* EXERCISE
Every record below needs to be retyped exactly as it appears.

* EXERCISE MATERIAL

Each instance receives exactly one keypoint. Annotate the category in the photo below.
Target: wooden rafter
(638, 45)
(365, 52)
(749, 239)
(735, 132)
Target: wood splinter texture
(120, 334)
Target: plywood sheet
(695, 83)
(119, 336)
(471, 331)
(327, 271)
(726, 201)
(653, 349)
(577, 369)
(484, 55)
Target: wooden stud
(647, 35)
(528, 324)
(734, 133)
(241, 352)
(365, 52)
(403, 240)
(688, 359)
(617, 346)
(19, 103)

* YOUR SOLUTION
Each instance receives exactly one keypoint. Annotate the category in the photo below.
Target: wooden rafter
(638, 45)
(365, 52)
(749, 239)
(735, 132)
Target: wood splinter texture
(120, 334)
Target: plywood sheet
(695, 83)
(119, 336)
(471, 331)
(327, 271)
(726, 201)
(653, 349)
(577, 369)
(484, 55)
Target: wooden stud
(647, 35)
(528, 324)
(734, 133)
(241, 352)
(365, 52)
(403, 240)
(688, 359)
(617, 346)
(19, 103)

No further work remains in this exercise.